§ **WORK TASK**: Give back every entry precisely as written, without any of the images.

Stored data entries:
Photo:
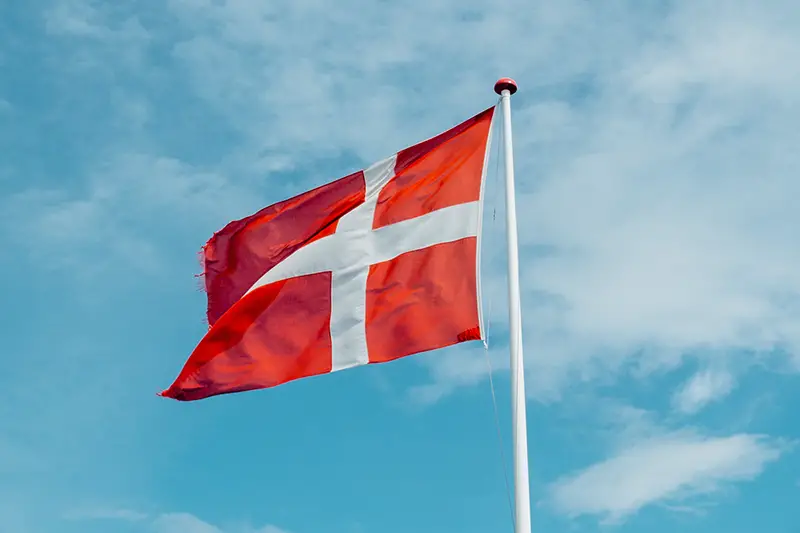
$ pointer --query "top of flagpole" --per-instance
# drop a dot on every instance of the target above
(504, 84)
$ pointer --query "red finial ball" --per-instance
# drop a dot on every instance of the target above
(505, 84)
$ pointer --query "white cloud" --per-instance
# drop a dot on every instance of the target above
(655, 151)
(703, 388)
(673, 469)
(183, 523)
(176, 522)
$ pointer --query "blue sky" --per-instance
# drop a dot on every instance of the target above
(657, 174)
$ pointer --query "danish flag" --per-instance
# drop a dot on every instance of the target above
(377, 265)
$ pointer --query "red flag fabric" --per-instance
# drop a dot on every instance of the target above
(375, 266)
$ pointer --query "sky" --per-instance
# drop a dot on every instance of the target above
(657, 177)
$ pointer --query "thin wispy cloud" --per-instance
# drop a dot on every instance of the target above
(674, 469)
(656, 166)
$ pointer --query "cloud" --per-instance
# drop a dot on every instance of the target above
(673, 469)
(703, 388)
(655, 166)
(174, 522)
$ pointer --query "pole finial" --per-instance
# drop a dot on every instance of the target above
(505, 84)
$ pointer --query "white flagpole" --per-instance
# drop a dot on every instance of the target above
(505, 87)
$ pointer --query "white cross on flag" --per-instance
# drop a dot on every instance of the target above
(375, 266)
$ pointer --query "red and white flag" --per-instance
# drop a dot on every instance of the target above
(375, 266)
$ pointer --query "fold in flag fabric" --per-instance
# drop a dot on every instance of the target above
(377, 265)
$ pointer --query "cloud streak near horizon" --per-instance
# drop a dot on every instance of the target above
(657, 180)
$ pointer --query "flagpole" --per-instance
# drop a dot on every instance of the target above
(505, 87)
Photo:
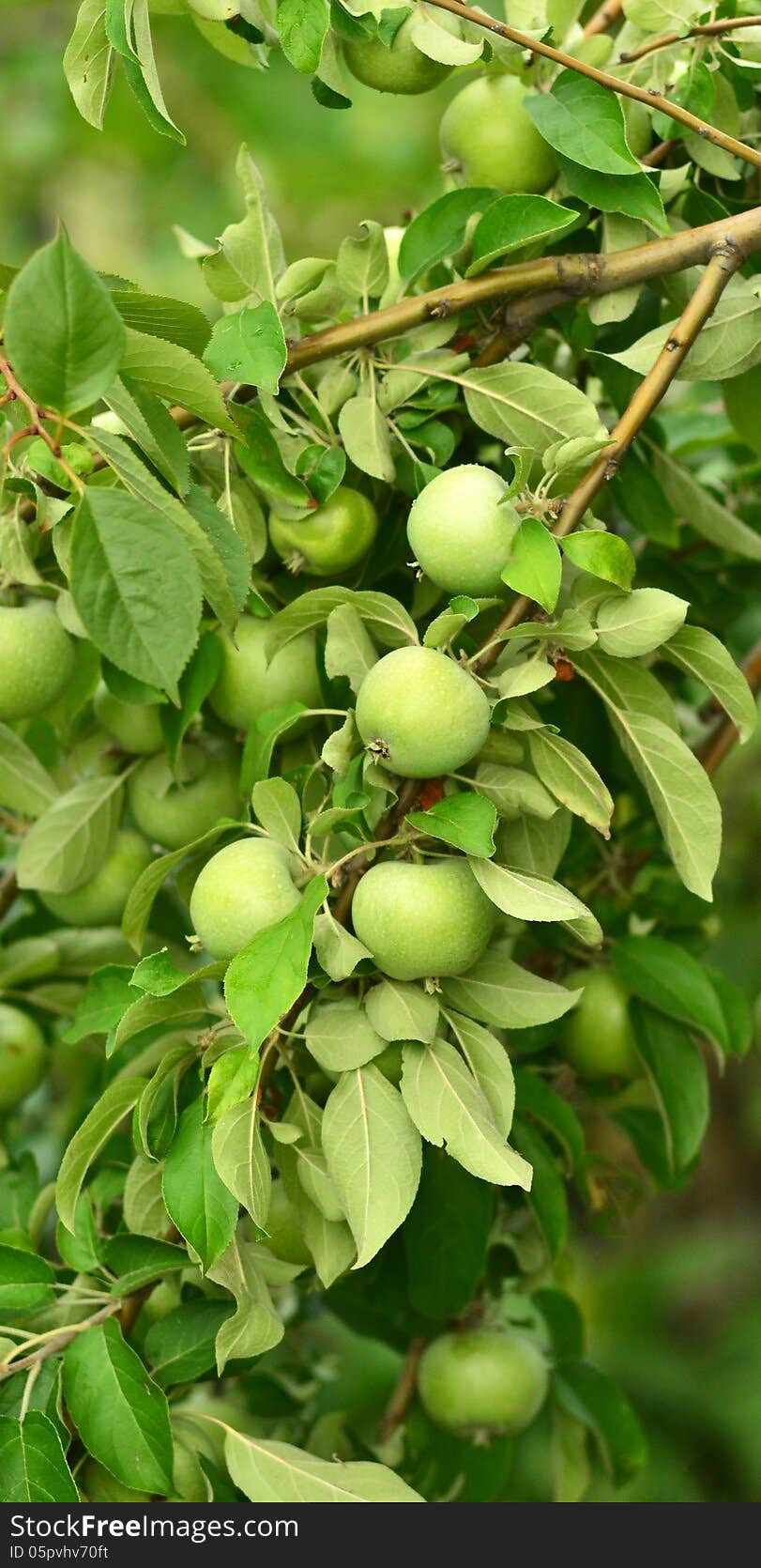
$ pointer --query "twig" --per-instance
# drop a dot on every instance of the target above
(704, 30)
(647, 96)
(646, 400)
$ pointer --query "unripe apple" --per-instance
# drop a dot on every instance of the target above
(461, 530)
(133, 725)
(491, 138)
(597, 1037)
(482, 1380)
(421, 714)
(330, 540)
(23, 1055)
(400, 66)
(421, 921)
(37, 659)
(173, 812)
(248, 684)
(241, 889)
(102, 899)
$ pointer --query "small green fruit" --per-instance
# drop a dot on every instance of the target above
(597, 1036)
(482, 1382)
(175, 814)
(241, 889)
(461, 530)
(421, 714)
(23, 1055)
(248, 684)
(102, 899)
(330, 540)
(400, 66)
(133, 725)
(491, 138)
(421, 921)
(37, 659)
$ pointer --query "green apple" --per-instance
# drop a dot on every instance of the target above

§ **RESPONSE**:
Photo:
$ pointer --query "top of flagpole" --per-instance
# drop a dot on every instance of the target above
(504, 84)
$ pointer --query "red finial ball" --per-instance
# drop a dot on every instance of the target above
(505, 84)
$ pointer --query "white cloud" --per-instance
# drop a dot on every instance of the target above
(655, 151)
(703, 388)
(673, 469)
(183, 523)
(176, 522)
$ pointer --query "blue sky" --per-instance
# drop a dot on every instance of the target above
(657, 174)
$ pointer --query "danish flag" --per-instance
# drop a dot on every instance of the target above
(377, 265)
$ pointer --query "red flag fabric" --per-instance
# drop a dot on every instance of the target above
(375, 266)
$ pointer --query "sky" --per-instance
# drop a dot on every instance of the target above
(657, 177)
$ pointer --query "thin wispy cloud" --per-instance
# drop a dot on every instance of the target above
(674, 469)
(656, 166)
$ pointer --query "cloud" --per-instance
# drop a dot on every instance of the target above
(673, 469)
(703, 388)
(655, 166)
(174, 522)
$ pointer --query "pole finial" --per-instance
# drop a dot on every instance of the target above
(505, 84)
$ pointer --query "white flagpole" --per-instance
# drop a dot on every instance of the target above
(505, 87)
$ pointer --query "white cross on flag" --per-instance
# drop a dot on every instance of the target above
(375, 266)
$ pointer --query "red and white flag" --per-instance
# drop a dot on every instance of the target above
(375, 266)
$ pointer --query "fold in flag fabric" --per-instance
# drop a dot on every instance of the target above
(377, 265)
$ pointer --query "cloud streak near horizon" --per-instance
# drop a dot on every instance of the target above
(657, 180)
$ pointer --query "flagpole" --per-instance
# drop a dot on every instance of the target above
(505, 87)
Photo:
$ pointer --query "twig" --per-instance
# drop a dot on every instance of the target above
(704, 30)
(647, 96)
(646, 400)
$ pointer --query "unripe apple" --per-instance
# drop a dot on every instance of the target above
(461, 530)
(133, 725)
(491, 138)
(597, 1037)
(482, 1380)
(421, 714)
(330, 540)
(23, 1055)
(400, 66)
(421, 921)
(37, 659)
(173, 812)
(248, 684)
(241, 889)
(102, 899)
$ pointer --query "small green fruit" --per-instance
# drop a dot on every instance of the target above
(597, 1036)
(482, 1382)
(175, 814)
(241, 889)
(461, 530)
(421, 714)
(23, 1055)
(248, 684)
(102, 899)
(330, 540)
(400, 66)
(133, 725)
(491, 138)
(421, 921)
(37, 659)
$ pointer --query "green apple" --per-instance
# drop a dot on every instance of the target above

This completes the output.